==== PASSAGE PROVIDED ====
There is no question that HIV is transmissible by blood, as is any other infection in which a person who is apparently asymptomatic harbors viruses, bacteria, parasites--or even prions, as evidenced by several probable recent cases of mad cow disease in England. Transmission by blood can happen not only during therapeutic transfusion of blood and blood products, but during licit or illicit injection of drugs, intimate contact, or even childbirth. Of the 1 million U.S. AIDS cases that the Centers for Disease Control & Prevention has accepted over the past 20 years, at least 12,000 cases have been attributed to the medical use of blood or blood products. But that number plummets to fewer than 1,000 AIDS patients when you subtract the patients with hemophilia who were uniformly infected while taking Factor VIII, a blood-clotting glycoprotein derived from blood plasma, before it became possible to provide them with a recombinant version. Of course, this was still a tragic and highly regretted event in the history of medical care.
Today, with blood tests that are sensitive enough to detect the DNA of HIV, the risk of contracting the virus is less than one in 2 million transfusions. Yet the great fear persists. The public avoids what it cannot control more than what it thinks it can control. That same thinking leads people to travel by automobile rather than by statistically much safer airplanes.
Hospitals still offer a form during the admission process that allows people to refuse to accept transfusion, but does not mention all the other things in a hospital that can kill. Patients want transfusions from relatives and friends about whose personal lives they know little, rather than from altruistic volunteers with nothing to gain by donating blood. Surgeons are offered educational seminars on "bloodless surgery" (a valid concept in the face of the extravagant overuse of blood 30 years ago), sponsored by Jehovah's Witnesses who oppose transfusions, and at which a church elder may allude suggestively to "the recent dangers."
====
PROMPT
In the passage on HIV and blood transfusion, what is today's risk of contracting HIV from a transfusion?
==== DATA EXCERPTS ====
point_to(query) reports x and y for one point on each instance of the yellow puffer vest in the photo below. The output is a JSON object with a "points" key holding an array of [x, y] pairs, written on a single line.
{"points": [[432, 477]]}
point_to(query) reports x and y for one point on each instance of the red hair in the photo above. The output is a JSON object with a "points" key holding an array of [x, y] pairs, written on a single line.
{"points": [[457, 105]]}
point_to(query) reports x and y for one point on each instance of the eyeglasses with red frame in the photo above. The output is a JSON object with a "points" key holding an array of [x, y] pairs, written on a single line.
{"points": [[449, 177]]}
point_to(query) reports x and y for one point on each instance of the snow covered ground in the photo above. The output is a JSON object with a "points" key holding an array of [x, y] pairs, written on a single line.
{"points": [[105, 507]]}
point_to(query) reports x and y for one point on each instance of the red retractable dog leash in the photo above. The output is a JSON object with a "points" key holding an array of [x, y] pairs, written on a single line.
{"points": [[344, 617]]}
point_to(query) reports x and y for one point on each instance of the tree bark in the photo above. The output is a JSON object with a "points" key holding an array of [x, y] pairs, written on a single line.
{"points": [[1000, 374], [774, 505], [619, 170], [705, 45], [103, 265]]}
====
TASK RESULT
Less than one in 2 million transfusions.